マグロ漁船で2人が刺され、甲板長が死亡する事件が発生。3日午後11時ごろ、神奈川県三浦市で漁船を所有する「事代(ことしろ)漁業」から、「漁船内で船員が別の船員を刺して1人が死亡し、1人が重傷」という通報が横須賀海上保安部にありました。
第3管区海上保安本部によれば、3日夕方に南米ペルー沖の南太平洋上で操業中のマグロはえ縄漁船「第18事代丸」内にて、インドネシア人の男性機関員(29)が同国籍の男性甲板長(48)と男性機関員(37)の腹を包丁で刺したあと、海へ飛び込んだとされます。
刺された男性甲板長は死亡し、男性機関員は重症とのことです。刺した男の行方は、現時点ではわかっていません。
今回事件が起きた「第18事代丸」は、2022年11月に神奈川県三浦市を出港し、マグロ漁獲のためにペルー沖の南太平洋上で漁をしていました。当時、日本人6人とインドネシア人19人が乗船しており、ほかの乗員に怪我はないとのことです。
ネット上では、「外国人だと思ったが案の定だった」「昔だったら事故扱いされててもおかしくない」「長期間一緒の生活で嫌気が差したのかな?」などの意見があがっています。
2022年3月にはマグロ漁船の炎上事故が発生
2022年3月21日、鹿児島県・種子島の南東約185キロの海上にて、付近を航行していたコンテナ船から「火災船を視認した」という通報がありました。この事件では、日本人2人を含む8人が乗るマグロ漁船が炎上し、3人が救助され、1人の死亡が確認されました。残る4人は行方不明となっています。
事件が発生したのは、高知県須崎市の会社が所有するマグロはえ縄漁船「第51勇仁丸」。乗組員は20〜60代の男性で、日本人2人とインドネシア人6人でした。
そのほか、2019年から2020年にかけて、中国の水産会社「大連遠洋」が運営するマグロ漁船で、10〜20代のインドネシア人の乗組員ら10人が死亡する事件も発生。乗組員には休息やまともな食事が与えられず、病気になっても十分な治療を受けられずに死亡したとのことです。
大連遠洋に船員を派遣した人材会社の社員は、人身売買の罪によりインドネシアの裁判所で有罪判決を受けました。なお、大連遠洋の船が漁獲したマグロの主な行き先は日本だったとされます。
世界中でマグロ漁業による過酷な労働が行われており、なかにはその過酷な労働により命を落とす人までいます。
--- --- ---
担当タスク A -> マグロ漁船の事件の記事から、「2022年3月にはマグロ漁船の炎上事故が発生」という語句を含むところを起点とし、「れずに死亡したとのことです。」の直後で止めて、その範囲を一字も変えずに出力してください。
担当タスク B -> マグロ漁船の事件の記事でネット上の意見として引用されているものを、すべて挙げてください。
--- --- ---
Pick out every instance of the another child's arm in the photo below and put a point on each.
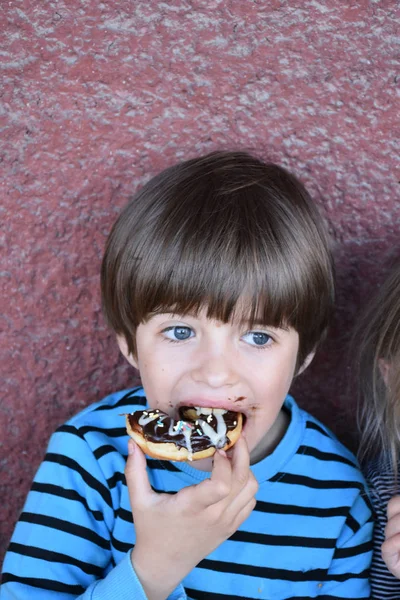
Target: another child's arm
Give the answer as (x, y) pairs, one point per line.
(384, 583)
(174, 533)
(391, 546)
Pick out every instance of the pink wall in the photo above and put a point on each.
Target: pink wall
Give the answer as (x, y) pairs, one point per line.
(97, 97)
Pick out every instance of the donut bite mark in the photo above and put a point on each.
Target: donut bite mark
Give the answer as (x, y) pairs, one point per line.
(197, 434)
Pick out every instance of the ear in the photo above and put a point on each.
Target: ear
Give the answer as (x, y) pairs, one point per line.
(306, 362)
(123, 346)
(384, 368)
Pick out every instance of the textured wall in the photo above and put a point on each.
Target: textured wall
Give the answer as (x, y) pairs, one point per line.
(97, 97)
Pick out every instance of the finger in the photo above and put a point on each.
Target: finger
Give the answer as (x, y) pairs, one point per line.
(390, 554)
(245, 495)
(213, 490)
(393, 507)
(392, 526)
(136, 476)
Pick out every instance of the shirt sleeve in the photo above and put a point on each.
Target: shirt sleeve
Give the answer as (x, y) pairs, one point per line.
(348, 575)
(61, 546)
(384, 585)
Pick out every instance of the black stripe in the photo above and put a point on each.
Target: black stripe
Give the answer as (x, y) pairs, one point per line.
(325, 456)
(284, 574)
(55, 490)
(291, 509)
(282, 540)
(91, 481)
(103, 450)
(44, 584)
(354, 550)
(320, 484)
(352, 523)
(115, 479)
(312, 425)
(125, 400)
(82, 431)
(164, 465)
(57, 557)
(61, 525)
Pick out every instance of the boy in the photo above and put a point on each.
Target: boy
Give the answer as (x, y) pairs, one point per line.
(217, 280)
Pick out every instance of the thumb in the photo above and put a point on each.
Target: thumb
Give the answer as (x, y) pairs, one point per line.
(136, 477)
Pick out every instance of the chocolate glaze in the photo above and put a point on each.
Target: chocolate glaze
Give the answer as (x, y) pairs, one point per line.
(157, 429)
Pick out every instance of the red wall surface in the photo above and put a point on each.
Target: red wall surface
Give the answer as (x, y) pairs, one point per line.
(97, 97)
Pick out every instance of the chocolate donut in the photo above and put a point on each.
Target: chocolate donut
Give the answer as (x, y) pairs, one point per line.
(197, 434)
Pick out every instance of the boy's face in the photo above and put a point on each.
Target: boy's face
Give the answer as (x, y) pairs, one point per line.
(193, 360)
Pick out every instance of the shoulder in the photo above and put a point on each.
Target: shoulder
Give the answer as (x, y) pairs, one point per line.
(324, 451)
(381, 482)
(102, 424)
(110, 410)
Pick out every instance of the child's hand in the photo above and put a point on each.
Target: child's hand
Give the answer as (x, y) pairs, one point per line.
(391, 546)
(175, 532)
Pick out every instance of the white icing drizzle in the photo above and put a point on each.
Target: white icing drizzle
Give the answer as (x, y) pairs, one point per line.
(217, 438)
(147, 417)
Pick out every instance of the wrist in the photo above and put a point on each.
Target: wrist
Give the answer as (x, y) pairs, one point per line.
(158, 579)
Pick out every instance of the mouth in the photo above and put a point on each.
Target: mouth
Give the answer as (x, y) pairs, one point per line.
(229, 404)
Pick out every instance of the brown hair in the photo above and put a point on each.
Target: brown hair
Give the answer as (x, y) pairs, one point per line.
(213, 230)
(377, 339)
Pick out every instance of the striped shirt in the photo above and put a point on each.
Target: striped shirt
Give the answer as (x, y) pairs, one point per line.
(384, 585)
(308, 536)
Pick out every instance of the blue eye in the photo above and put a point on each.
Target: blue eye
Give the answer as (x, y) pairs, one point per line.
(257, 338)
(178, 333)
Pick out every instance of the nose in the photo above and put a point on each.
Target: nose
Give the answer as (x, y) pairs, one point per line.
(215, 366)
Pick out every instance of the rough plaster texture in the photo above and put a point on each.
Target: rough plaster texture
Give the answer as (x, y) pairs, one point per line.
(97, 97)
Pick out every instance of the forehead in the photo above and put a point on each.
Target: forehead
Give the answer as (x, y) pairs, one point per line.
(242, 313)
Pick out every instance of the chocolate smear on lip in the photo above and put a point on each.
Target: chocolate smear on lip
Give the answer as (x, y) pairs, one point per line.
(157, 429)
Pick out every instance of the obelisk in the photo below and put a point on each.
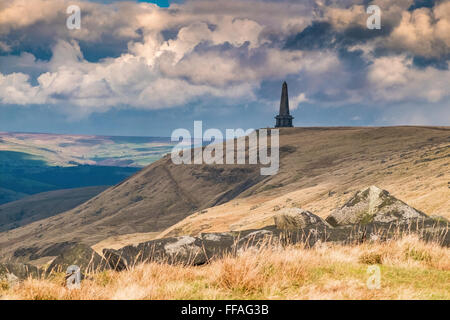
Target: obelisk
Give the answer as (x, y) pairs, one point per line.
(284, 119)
--- --- ---
期待される出力 A ->
2022年3月にはマグロ漁船の炎上事故が発生
2022年3月21日、鹿児島県・種子島の南東約185キロの海上にて、付近を航行していたコンテナ船から「火災船を視認した」という通報がありました。この事件では、日本人2人を含む8人が乗るマグロ漁船が炎上し、3人が救助され、1人の死亡が確認されました。残る4人は行方不明となっています。
事件が発生したのは、高知県須崎市の会社が所有するマグロはえ縄漁船「第51勇仁丸」。乗組員は20〜60代の男性で、日本人2人とインドネシア人6人でした。
そのほか、2019年から2020年にかけて、中国の水産会社「大連遠洋」が運営するマグロ漁船で、10〜20代のインドネシア人の乗組員ら10人が死亡する事件も発生。乗組員には休息やまともな食事が与えられず、病気になっても十分な治療を受けられずに死亡したとのことです。

期待される出力 B ->
- 外国人だと思ったが案の定だった
- 昔だったら事故扱いされててもおかしくない
- 長期間一緒の生活で嫌気が差したのかな?